Task item: Below are some records; output exactly the lines from the line with "positive clicks: (70, 129)" to the line with "negative clicks: (132, 105) (98, 61)", both ends kept, and nothing more.

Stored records
.....

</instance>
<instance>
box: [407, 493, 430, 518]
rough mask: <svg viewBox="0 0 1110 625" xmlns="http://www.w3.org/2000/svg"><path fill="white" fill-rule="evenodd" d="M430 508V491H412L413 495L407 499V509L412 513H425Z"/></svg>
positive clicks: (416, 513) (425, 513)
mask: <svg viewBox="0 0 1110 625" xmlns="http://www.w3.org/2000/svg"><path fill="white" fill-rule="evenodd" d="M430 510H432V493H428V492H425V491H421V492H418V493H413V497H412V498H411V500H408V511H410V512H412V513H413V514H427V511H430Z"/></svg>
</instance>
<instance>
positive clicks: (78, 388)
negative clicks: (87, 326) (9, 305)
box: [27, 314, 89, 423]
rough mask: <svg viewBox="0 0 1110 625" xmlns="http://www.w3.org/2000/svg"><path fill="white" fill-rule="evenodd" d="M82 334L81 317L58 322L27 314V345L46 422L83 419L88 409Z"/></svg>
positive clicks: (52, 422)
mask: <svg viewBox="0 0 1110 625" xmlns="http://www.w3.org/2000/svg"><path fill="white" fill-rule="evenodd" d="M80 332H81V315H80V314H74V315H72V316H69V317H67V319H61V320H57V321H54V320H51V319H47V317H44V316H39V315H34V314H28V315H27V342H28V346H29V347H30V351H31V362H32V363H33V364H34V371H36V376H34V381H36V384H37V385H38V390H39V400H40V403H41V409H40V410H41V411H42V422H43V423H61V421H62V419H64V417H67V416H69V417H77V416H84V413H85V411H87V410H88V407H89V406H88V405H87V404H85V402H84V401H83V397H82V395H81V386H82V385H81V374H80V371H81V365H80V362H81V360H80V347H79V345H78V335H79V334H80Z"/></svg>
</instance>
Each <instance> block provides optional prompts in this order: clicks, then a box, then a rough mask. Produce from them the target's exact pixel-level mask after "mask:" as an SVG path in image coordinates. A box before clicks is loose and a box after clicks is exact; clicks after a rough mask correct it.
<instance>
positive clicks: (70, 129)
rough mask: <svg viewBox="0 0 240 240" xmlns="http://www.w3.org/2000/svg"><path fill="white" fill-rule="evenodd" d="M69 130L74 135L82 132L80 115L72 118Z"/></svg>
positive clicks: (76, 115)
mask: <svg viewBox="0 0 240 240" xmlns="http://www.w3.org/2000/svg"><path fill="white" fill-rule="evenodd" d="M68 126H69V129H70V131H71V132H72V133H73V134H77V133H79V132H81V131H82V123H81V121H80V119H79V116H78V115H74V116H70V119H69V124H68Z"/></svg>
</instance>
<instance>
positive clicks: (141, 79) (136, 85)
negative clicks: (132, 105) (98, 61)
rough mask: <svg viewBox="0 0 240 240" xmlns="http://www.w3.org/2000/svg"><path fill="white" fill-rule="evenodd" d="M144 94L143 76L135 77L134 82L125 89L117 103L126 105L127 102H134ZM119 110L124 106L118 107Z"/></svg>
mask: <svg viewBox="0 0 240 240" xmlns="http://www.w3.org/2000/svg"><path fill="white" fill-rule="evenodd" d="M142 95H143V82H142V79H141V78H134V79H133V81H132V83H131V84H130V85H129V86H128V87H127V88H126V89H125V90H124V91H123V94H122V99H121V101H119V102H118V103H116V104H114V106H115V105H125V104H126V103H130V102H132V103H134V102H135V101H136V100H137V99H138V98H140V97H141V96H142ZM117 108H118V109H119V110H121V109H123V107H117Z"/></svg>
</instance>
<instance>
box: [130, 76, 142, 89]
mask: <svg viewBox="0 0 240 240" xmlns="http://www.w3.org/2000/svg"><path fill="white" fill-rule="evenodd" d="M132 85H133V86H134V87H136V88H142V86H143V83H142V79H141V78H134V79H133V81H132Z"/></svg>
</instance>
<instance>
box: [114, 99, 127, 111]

.....

Result:
positive clicks: (70, 129)
rough mask: <svg viewBox="0 0 240 240" xmlns="http://www.w3.org/2000/svg"><path fill="white" fill-rule="evenodd" d="M69 130L74 135L82 132L80 115L72 118Z"/></svg>
positive clicks: (76, 115)
mask: <svg viewBox="0 0 240 240" xmlns="http://www.w3.org/2000/svg"><path fill="white" fill-rule="evenodd" d="M68 126H69V129H70V131H71V132H72V133H73V134H77V133H79V132H81V131H82V123H81V121H80V119H79V116H78V115H74V116H70V119H69V124H68Z"/></svg>
</instance>
<instance>
positive clicks: (141, 79) (136, 85)
negative clicks: (132, 105) (98, 61)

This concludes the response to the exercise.